▸ **WHAT THE TASK ASKS**
Reproduce, exactly as they appear, the line containing "Definition first: for each instance of the metal" and every line after it, ending with the last line of the records.

►

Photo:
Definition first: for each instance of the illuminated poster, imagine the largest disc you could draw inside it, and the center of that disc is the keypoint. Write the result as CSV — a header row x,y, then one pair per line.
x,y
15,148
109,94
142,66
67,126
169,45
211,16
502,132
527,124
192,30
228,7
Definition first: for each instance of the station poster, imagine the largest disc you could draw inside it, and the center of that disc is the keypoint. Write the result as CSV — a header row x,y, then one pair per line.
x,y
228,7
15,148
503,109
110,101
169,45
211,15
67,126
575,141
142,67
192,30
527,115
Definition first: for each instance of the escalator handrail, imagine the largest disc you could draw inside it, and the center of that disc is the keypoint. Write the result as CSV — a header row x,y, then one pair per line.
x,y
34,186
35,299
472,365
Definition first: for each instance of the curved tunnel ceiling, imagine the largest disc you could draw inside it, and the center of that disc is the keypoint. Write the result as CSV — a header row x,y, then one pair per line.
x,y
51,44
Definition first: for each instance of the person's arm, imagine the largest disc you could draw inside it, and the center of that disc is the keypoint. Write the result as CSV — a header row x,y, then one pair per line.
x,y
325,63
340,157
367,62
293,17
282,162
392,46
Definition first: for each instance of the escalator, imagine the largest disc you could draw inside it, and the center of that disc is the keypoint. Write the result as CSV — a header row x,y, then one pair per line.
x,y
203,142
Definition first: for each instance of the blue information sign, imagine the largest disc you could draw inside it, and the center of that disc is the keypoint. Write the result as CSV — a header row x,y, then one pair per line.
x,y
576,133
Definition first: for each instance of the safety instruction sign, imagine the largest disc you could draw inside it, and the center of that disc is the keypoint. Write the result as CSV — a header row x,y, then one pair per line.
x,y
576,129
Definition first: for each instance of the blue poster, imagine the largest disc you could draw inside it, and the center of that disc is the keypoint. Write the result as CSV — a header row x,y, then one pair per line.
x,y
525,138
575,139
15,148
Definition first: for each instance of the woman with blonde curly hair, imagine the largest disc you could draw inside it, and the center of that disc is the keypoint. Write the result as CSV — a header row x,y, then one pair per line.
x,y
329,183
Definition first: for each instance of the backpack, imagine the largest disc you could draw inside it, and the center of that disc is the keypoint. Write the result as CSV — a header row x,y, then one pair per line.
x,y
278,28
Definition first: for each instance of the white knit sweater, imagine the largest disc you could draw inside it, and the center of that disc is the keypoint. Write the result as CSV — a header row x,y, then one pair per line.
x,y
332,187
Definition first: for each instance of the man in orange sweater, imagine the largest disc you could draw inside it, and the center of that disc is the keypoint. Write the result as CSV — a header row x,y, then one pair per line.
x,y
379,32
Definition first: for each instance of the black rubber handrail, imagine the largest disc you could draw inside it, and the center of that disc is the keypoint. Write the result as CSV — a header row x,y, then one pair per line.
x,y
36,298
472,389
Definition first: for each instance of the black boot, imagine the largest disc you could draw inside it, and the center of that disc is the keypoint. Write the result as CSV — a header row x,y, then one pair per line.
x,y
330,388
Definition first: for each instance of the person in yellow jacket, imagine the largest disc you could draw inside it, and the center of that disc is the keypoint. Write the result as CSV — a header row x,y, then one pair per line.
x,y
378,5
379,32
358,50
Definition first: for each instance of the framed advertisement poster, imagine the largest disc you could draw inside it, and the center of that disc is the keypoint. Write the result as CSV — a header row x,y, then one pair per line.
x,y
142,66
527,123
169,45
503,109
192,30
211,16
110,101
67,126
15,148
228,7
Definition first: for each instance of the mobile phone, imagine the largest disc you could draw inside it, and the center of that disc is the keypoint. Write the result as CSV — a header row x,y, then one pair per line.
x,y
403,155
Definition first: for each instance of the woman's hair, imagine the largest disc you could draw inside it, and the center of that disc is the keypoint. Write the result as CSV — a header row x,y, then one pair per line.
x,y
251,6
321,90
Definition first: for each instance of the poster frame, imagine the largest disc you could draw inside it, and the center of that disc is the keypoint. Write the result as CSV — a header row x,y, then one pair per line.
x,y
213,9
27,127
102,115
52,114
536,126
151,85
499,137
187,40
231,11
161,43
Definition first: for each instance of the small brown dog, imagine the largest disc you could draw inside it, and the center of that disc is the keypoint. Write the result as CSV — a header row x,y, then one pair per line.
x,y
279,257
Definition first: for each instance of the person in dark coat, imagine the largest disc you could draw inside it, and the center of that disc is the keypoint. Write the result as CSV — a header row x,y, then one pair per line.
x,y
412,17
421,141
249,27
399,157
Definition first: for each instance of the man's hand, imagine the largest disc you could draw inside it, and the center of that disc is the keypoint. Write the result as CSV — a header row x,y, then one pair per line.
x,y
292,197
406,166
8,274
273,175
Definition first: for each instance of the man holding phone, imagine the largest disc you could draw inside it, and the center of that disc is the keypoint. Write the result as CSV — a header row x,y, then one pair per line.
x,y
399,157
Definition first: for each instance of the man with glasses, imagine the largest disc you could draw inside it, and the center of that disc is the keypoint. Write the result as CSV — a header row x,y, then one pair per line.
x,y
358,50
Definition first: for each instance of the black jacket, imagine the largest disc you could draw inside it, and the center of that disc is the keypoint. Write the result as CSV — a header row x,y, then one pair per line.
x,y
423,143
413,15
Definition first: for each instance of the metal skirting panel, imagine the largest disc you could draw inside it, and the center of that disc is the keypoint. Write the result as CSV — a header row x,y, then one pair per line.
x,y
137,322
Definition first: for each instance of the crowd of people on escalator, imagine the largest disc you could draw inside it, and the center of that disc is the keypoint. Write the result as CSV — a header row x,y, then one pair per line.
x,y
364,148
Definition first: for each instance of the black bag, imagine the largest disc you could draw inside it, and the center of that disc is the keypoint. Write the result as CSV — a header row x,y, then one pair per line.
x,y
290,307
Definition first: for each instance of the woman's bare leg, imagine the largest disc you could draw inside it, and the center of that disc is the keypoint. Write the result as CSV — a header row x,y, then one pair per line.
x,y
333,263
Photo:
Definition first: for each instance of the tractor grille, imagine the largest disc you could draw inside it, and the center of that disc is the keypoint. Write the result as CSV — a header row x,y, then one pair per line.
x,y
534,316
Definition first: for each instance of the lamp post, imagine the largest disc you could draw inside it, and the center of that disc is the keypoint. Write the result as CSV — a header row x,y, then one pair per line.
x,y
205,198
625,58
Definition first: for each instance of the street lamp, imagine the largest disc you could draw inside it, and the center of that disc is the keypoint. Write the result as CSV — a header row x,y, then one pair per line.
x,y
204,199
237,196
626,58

◄

▸ **ANSWER SPACE**
Definition first: for each instance of the metal skirting panel, imagine the largest disc you could draw inside it, and the center of that disc is the keypoint. Write the result as CSV — a header row x,y, then one pair per line.
x,y
137,322
Definition first: for each instance of the crowd of people on escalator, imagine the largest disc you could draw inside it, and the center of that disc is the keypoint. Write the result as CSV — a header row x,y, then one pair per line.
x,y
364,148
Definition first: for each instance of the black bag, imagine the largest disc you could draw inside it, and the center of that disc is the keypoint. Write the result as CSV — a header row x,y, then one pair per line.
x,y
290,307
Definition first: for each instance of the woman's bare leg, imagine the largest disc you could draw inside it, and the center of that disc is the keypoint. Write the result as CSV — a header row x,y, then one pair per line.
x,y
333,263
Photo:
Definition first: for each instance of the tractor grille, imagine the largest disc you could draw inside it, and the center of that disc is the keypoint. Write the result as CSV — a header row x,y, then one pair per line.
x,y
534,316
Definition first: for each instance of the lamp post, imagine the largest disc you could draw inside it, and the center of that disc is the keypoint. Write the result as CSV — a header row x,y, then one pair per line.
x,y
205,198
625,58
Definition first: for each instance of the street lamp, imagine the largest disc you could draw inside it, and the center of that disc is the keypoint. Write the result as CSV — a header row x,y, then one pair per line.
x,y
204,199
237,196
626,58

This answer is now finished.